### Directions
Could you copy the whole listing below exactly as written?

### Recorded information
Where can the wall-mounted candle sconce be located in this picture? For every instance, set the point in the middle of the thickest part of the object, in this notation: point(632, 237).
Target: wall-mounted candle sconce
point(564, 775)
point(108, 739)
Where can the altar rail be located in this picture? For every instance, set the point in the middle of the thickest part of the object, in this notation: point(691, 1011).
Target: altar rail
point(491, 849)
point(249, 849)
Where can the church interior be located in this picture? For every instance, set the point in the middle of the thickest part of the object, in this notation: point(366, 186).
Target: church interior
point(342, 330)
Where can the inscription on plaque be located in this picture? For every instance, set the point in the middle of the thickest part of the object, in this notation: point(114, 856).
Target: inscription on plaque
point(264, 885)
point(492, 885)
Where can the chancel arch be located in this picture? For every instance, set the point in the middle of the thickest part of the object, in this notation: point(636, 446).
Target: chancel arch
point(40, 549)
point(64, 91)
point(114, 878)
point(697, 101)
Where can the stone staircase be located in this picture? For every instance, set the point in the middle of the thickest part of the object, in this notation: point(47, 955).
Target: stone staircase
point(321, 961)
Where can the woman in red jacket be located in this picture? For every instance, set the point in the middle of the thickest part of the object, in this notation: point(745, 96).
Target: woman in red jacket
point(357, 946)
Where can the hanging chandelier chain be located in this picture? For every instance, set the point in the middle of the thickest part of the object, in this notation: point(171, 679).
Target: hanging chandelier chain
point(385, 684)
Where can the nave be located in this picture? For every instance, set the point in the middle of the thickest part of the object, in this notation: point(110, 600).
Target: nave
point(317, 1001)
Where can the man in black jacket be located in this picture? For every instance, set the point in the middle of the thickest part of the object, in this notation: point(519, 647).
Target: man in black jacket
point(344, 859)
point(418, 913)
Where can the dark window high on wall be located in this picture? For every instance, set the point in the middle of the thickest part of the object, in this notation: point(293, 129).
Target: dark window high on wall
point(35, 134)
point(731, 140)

### Written answer
Where can the wall-mounted candle sconce be located in this picture? For every instance, set the point in the middle of the thickest part of the object, in this notation: point(632, 237).
Target: wall-mounted candle sconce
point(564, 775)
point(108, 739)
Where can the altar rail be located in this picture? For every instance, set the point in the middle of the thickest part of the object, in this notation: point(691, 1011).
Target: altar rail
point(491, 849)
point(249, 849)
Where can the church interior be located in this picture? For every instance, set the point in the middle of the thickest part of the object, in this notation: point(366, 186).
Target: church interior
point(342, 330)
Where can the inscription on plaque be located in this picture? For every instance, set the point in the middle of the thickest part of the object, in this notation: point(114, 856).
Target: inscription on plaque
point(264, 885)
point(492, 885)
Where can the chancel arch be located in this picture? For every instance, set the point in the middle of the thickest part of the object, in this notation: point(636, 446).
Target: chancel arch
point(40, 549)
point(64, 91)
point(114, 878)
point(697, 101)
Where can the stone staircase be located in this picture? For every instance, set the point in the middle of the thickest part of the object, in this notation: point(47, 955).
Target: stone staircase
point(321, 961)
Where can the woman in red jacket be located in this picture? For every instance, set the point in the middle of the thickest part of the object, in this notation: point(745, 96).
Target: woman in red jacket
point(357, 946)
Where can the hanging chandelier chain be located in this picture? For every instance, set the point in the middle of the thickest part of the object, in this notation: point(171, 679).
Target: hanging chandelier chain
point(385, 684)
Where can the nave be located in this picture? For every instance, set the point in the middle of the thickest part of the object, in this notation: point(110, 600).
Target: nave
point(317, 1001)
Where can the man in black jacket be located in this picture? For every instance, set the point in the middle of the thickest part of the object, in this notation: point(519, 647).
Target: man in black jacket
point(344, 859)
point(418, 913)
Where can the dark window high on wall be located in this picture? For every instance, set the point in the middle of the thickest part of the object, in this notation: point(293, 129).
Target: dark window high on wall
point(35, 134)
point(731, 140)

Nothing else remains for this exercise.